Passage provided:
The Pact of Cartagena was an exchange of notes that took place at Cartagena on 16 May 1907 between France, Great Britain, and Spain. The parties declared their intention to preserve the status quo in the western Mediterranean and in the Atlantic, especially their insular and coastal possessions. The pact aligned Spain with the Anglo-French entente cordiale against Germany's ambitions in Morocco, where both Spain and France had mutually recognised (and British-recognised) spheres of influence.

During the First World War, the Pact was cited by those Spanish politicians who favoured closer ties with, or even intervention on the side of, the Entente. On 21 April 1915, the leading conservative politician in Spain, Antonio Maura, made a public statement that:
Spain has the position in northern Africa and in the western Mediterranean which was granted to her by that agreement, she has a community of interests with England and France and the reciprocal promise of maintaining and working in favor of this community, and of this status quo[,] was given by the powers concerned.

Texts of notes

Aftermath 

After the First Moroccan Crisis (which was decided at the Algeciras Conference in 1906) strengthened Spain's ties with Britain and France and public support for rearmament increased afterwards, the Spanish government reached an agreement with those two powers. for a mutual defense plan, which are the aforementioned Cartagena Agreements of 1907. In exchange for British and French support for the defense of Spain, the Spanish fleet would support the French Navy in case of war with the Triple Alliance against the combined fleets of the Kingdom of Italy and Austria-Hungary in the Mediterranean Sea since the Royal Navy should focus on the North Sea against the Imperial German Navy; and the French fleet alone could not contain the Italian and Austro-Hungarian fleets together and it was necessary for France to transport its colonial troops from North Africa to the European continent.

Entries:
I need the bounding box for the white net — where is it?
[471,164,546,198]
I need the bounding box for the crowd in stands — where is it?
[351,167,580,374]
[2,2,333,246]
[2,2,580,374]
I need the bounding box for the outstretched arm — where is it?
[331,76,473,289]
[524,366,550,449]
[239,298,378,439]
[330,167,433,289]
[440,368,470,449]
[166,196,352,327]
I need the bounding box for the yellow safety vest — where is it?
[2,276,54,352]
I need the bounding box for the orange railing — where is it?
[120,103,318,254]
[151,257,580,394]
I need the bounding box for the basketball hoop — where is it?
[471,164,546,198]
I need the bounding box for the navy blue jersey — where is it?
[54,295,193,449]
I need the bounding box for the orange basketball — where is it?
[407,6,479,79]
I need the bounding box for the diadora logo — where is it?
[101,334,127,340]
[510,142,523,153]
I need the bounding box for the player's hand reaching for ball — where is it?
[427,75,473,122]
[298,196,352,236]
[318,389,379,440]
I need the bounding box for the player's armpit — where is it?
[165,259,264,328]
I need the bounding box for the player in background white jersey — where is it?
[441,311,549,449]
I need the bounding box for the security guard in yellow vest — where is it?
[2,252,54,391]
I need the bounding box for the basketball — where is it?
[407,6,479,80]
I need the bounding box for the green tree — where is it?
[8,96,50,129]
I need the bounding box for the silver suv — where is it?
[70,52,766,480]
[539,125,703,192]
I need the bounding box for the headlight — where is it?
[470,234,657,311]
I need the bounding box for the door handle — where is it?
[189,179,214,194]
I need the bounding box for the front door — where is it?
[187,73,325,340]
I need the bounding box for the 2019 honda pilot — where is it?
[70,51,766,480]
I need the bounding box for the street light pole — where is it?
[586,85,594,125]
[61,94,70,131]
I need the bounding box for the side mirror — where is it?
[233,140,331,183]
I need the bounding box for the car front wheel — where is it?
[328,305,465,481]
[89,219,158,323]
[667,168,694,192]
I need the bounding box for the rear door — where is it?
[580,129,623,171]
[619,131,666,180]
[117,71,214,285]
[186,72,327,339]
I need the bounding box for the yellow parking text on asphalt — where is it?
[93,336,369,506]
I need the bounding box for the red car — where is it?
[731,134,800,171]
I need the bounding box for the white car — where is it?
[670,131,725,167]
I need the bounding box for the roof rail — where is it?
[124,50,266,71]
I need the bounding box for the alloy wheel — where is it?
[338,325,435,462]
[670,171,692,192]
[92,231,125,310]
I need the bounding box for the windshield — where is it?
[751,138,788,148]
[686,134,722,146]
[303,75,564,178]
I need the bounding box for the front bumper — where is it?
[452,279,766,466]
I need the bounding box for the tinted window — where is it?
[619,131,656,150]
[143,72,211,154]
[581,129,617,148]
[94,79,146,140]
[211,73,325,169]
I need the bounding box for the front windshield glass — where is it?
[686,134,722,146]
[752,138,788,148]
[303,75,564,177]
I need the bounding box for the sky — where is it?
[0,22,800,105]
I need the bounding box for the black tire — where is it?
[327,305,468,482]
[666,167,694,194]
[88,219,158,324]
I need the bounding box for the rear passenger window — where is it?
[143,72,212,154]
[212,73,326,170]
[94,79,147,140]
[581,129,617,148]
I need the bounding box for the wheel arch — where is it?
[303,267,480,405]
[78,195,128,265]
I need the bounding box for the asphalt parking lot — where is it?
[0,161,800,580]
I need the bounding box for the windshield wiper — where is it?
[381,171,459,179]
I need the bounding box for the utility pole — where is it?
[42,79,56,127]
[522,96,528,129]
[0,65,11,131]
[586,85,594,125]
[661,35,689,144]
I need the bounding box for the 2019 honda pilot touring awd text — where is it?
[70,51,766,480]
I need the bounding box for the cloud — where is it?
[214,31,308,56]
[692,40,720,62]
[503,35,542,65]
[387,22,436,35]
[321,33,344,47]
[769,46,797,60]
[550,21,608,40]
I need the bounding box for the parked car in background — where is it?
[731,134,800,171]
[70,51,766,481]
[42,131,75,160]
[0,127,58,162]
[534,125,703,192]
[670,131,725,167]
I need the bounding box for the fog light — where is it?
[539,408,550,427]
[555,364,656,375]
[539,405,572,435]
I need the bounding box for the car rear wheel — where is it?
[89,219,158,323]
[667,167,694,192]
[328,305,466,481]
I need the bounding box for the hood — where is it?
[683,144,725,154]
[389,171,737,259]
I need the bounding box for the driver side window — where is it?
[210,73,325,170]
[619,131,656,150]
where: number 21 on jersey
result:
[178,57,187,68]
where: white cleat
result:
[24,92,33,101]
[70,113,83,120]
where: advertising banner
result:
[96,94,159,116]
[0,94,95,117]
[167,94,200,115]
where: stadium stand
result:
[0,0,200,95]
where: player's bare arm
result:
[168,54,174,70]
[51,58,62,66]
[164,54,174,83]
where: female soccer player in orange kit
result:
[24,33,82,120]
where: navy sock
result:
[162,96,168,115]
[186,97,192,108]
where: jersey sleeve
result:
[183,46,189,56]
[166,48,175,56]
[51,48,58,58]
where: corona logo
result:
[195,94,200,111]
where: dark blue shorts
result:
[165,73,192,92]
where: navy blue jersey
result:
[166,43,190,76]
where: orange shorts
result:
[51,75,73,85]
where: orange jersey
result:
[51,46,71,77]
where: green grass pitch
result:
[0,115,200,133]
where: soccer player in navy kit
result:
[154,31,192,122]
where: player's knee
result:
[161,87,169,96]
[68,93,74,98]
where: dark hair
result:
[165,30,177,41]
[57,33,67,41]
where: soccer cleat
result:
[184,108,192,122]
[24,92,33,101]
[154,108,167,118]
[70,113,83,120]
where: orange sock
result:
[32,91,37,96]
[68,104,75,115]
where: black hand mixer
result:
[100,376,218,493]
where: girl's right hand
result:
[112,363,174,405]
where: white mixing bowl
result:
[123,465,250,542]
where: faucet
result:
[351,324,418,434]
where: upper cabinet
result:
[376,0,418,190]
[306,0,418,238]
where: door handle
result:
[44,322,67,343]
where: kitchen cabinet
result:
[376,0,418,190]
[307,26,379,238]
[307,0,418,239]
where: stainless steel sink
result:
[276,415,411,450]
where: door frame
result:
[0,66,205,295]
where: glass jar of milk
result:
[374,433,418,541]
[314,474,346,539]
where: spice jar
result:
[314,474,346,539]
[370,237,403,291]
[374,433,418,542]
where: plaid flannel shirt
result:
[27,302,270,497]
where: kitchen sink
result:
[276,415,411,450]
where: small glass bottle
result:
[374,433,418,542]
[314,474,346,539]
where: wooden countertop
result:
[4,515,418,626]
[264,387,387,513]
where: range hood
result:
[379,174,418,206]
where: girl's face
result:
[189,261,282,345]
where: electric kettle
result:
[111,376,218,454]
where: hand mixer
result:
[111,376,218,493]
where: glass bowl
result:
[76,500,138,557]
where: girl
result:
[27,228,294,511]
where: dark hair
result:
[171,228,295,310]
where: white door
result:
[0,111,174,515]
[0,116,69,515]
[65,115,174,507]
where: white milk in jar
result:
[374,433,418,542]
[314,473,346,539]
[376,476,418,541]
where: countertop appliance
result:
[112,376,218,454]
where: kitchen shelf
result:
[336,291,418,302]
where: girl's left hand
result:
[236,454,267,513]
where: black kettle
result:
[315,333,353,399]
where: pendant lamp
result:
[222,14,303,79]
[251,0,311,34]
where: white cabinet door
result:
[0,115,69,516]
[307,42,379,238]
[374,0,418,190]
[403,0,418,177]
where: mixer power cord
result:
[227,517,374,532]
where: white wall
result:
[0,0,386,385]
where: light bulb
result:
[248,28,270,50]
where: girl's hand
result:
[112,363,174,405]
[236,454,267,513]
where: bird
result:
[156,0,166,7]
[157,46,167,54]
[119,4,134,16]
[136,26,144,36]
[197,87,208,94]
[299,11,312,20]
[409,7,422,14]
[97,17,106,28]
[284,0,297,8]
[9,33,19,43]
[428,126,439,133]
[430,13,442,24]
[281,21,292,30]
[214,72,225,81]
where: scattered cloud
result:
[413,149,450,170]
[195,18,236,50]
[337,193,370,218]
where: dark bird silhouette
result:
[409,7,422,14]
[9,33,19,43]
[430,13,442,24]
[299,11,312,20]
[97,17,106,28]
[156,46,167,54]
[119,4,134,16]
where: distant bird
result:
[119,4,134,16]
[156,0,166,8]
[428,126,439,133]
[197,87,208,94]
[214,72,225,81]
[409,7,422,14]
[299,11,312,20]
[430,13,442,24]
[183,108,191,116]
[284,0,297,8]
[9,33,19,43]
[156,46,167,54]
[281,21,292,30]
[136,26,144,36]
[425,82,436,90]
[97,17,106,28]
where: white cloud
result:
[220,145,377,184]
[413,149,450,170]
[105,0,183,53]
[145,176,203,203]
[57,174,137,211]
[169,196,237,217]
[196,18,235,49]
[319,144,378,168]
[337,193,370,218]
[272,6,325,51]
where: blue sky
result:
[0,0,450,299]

What you will do:
List every year mentioned in the passage on the Pact of Cartagena, in the order each first appears.

Problem solution:
1907, 1915, 1906